#### Text to read

Various audible signalling systems exist in the prior art for producing a chime tone audible signal most of which require complex circuitry to operate and/or are too large to be utilized in many applications such as the previously discussed automobile audio indicators and paging systems. Furthermore, many audible signalling systems can exhibit a nonlinear relationship between audio output and electrical input and also exhibit a large frequency change over a range of electrical inputs. By utilizing a piezoelectric transducer and appropriate associated circuitry, a chime tone audible signal may be produced which alleviates the problems enumerated hereinabove.
SUMMARY OF THE INVENTION
In accordance with the present invention in its broadest concept there is provided an audible signalling system which utilizes a piezoelectric component and circuit means electrically coupled to the piezoelectric component to produce a chime tone audible signal.

########

- Brief 1
Answer these from the chime tone signalling text, one line each:
(a) Besides being too large, what do most prior-art systems for producing a chime tone require?
(b) What relationship between audio output and electrical input do many audible signalling systems show?
(c) What component, along with circuit means coupled to it, does the invention's system use?
- Brief 2
Translate this sentence from the chime tone signalling text into Spanish: "Furthermore, many audible signalling systems can exhibit a nonlinear relationship between audio output and electrical input and also exhibit a large frequency change over a range of electrical inputs."
- Brief 3
Pick up the chime tone signalling text after its last sentence and write the next few sentences.

#### Excerpted data

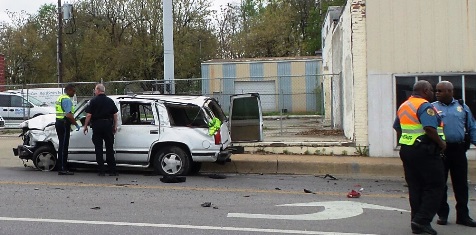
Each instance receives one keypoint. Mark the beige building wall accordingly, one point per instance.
(216, 71)
(243, 72)
(424, 36)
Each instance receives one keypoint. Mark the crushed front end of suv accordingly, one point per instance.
(172, 134)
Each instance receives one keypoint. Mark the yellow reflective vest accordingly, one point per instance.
(410, 123)
(59, 109)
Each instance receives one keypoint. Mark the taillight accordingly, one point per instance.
(217, 137)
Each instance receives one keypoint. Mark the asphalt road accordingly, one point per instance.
(135, 202)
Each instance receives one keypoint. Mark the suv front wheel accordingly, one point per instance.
(172, 161)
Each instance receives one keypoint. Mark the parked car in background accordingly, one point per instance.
(15, 108)
(170, 133)
(2, 122)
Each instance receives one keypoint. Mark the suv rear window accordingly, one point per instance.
(186, 115)
(215, 108)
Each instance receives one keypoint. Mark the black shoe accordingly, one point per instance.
(442, 220)
(467, 222)
(419, 228)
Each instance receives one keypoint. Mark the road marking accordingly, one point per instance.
(260, 230)
(332, 210)
(236, 190)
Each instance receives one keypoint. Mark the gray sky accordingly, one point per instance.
(31, 6)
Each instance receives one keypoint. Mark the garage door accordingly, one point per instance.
(266, 90)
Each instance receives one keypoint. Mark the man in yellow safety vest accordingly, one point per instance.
(64, 119)
(420, 133)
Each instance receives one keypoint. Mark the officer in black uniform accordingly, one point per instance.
(419, 129)
(458, 119)
(102, 113)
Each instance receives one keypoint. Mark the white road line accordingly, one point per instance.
(176, 226)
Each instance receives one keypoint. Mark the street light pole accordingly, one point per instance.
(59, 44)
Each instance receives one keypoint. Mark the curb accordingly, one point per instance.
(360, 167)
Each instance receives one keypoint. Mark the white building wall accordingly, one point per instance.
(359, 59)
(348, 74)
(337, 62)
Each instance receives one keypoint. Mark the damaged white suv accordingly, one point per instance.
(173, 134)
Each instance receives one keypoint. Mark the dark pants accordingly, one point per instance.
(457, 165)
(63, 129)
(102, 131)
(424, 173)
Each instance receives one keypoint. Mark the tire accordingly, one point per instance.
(196, 167)
(44, 158)
(172, 161)
(36, 115)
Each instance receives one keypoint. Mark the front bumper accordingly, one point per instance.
(23, 151)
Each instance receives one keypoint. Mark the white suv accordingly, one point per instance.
(169, 133)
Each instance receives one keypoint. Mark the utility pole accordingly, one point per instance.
(169, 82)
(59, 43)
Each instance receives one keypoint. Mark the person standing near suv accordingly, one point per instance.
(102, 113)
(457, 117)
(64, 118)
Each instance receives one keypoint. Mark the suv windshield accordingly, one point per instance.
(35, 101)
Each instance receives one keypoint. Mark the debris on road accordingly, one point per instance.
(173, 179)
(308, 191)
(327, 176)
(353, 194)
(217, 176)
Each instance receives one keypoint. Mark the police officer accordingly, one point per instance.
(64, 119)
(420, 134)
(457, 117)
(102, 113)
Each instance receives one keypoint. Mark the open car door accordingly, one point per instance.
(246, 118)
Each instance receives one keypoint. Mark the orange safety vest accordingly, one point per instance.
(409, 122)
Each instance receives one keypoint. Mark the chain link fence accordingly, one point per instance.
(280, 95)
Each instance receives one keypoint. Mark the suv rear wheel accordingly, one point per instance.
(172, 161)
(44, 158)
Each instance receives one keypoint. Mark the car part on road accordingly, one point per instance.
(173, 179)
(44, 158)
(195, 169)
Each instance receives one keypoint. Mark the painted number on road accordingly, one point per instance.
(332, 210)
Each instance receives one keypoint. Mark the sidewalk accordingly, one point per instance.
(359, 167)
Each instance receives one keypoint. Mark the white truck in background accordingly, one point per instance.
(47, 96)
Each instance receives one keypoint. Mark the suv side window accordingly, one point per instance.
(137, 114)
(215, 108)
(4, 101)
(186, 115)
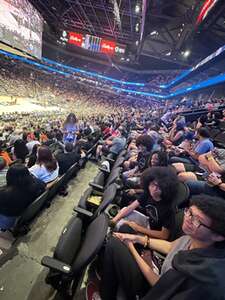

########

- Expected answer 1
(a) Complex circuitry to operate.
(b) A nonlinear relationship.
(c) A piezoelectric component.

- Expected answer 2
Además, muchos sistemas de señalización audible pueden presentar una relación no lineal entre la salida de audio y la entrada eléctrica, y también presentar un gran cambio de frecuencia en un rango de entradas eléctricas.

- Expected answer 3
Accordingly, it is a feature of the present invention to provide an audible signalling system as described hereinabove wherein the circuit means includes pulsating means for providing a pulsed audible signal and means for exponentially decaying the pulsed audible signal to produce the chime tone audible signal.
It is another feature of the present invention to provide an audible signalling system as described hereinabove which is inexpensive, simple, and of relatively small size.
It is yet another feature of the present invention to provide an audible signalling system as described hereinabove which because of its instantaneous peak sound level and exponential decay of the audible output makes it well suited for use where a pleasing audible signal is required or desired.
It is a further feature to provide an audible signalling system as described hereinabove which exhibits a substantially linear relationship between the audio output and the voltage applied to the piezoelectric component to achieve the audio output and which further exhibits relatively small frequency changes over a range of applied voltages.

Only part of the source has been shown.